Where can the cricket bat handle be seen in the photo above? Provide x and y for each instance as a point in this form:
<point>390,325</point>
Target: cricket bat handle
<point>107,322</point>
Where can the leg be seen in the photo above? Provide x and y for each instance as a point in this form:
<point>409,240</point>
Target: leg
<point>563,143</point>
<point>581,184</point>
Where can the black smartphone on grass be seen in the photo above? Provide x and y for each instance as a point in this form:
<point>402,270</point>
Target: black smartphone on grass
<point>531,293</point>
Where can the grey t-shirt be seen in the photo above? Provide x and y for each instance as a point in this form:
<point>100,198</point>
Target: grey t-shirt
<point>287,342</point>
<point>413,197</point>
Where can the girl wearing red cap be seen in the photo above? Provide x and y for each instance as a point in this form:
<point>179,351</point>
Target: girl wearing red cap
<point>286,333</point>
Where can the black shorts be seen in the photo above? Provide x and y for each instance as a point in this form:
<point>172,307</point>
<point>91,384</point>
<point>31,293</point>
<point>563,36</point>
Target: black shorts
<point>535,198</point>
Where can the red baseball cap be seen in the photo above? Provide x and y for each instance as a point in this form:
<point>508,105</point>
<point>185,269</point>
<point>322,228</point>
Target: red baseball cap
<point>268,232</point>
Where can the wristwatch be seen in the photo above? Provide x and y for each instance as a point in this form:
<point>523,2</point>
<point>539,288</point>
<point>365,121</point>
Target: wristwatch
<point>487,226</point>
= = = = =
Turn every line of the rows above into a JSON list of strings, one string per line, with blank lines omitted.

Answer to the task –
[
  "Where can the cricket bat handle be seen in the photo above? Provide x and y for each instance as a point in this form:",
  "<point>390,325</point>",
  "Target: cricket bat handle",
  "<point>107,322</point>",
  "Where can the leg be seen in the photo above? Provide x and y for each instance as a point in this form:",
  "<point>409,240</point>",
  "Target: leg",
  "<point>563,143</point>",
  "<point>581,184</point>",
  "Where can the black smartphone on grass be seen in the photo above? Provide x and y for each instance as a point in this form:",
  "<point>402,270</point>",
  "Target: black smartphone on grass",
  "<point>531,293</point>",
  "Where can the grey t-shirt be seen in the photo above? Provide x and y for each instance as a point in this form:",
  "<point>100,198</point>",
  "Target: grey t-shirt",
  "<point>287,342</point>",
  "<point>413,197</point>",
  "Where can the girl wearing red cap be seen in the photo above? Provide x and y for each instance as a point in this form:",
  "<point>179,351</point>",
  "Target: girl wearing red cap",
  "<point>286,333</point>",
  "Where can the black shorts be seen in the photo above? Provide x and y for each instance as a point in this form:",
  "<point>172,307</point>",
  "<point>91,384</point>",
  "<point>31,293</point>",
  "<point>563,36</point>",
  "Target: black shorts",
  "<point>535,198</point>",
  "Where can the red baseball cap be seen in the photo above? Provide x and y for each instance as a point in this form:",
  "<point>508,105</point>",
  "<point>185,269</point>",
  "<point>322,228</point>",
  "Target: red baseball cap",
  "<point>268,232</point>",
  "Where can the wristwatch be seen in the photo above? Provide x and y for each instance as a point in this form:",
  "<point>523,2</point>",
  "<point>539,288</point>",
  "<point>365,121</point>",
  "Target: wristwatch",
  "<point>487,226</point>"
]